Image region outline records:

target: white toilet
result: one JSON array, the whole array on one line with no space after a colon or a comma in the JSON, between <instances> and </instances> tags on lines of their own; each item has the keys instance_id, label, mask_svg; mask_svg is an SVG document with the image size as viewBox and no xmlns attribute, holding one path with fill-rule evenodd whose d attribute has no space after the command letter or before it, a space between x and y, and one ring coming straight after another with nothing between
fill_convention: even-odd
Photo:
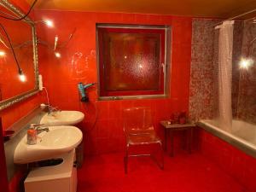
<instances>
[{"instance_id":1,"label":"white toilet","mask_svg":"<svg viewBox=\"0 0 256 192\"><path fill-rule=\"evenodd\" d=\"M26 192L76 192L77 168L75 150L59 156L56 166L38 167L30 172L24 182Z\"/></svg>"}]
</instances>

» Your instructions
Copy each line in full and exactly, omitting any picture.

» The response
target: white toilet
result: one JSON array, the whole array on one line with no space after a colon or a comma in the JSON, between <instances> and </instances> tags on lines of their own; each item has the keys instance_id, label, mask_svg; mask_svg is an SVG document with the image size as viewBox and no xmlns attribute, holding one path with fill-rule evenodd whose d attribute has no space after the command letter or before it, a space between x and y, and one ring coming straight after another with nothing between
fill_convention: even-odd
Photo:
<instances>
[{"instance_id":1,"label":"white toilet","mask_svg":"<svg viewBox=\"0 0 256 192\"><path fill-rule=\"evenodd\" d=\"M26 192L76 192L77 168L75 150L59 156L56 166L38 167L30 172L24 182Z\"/></svg>"}]
</instances>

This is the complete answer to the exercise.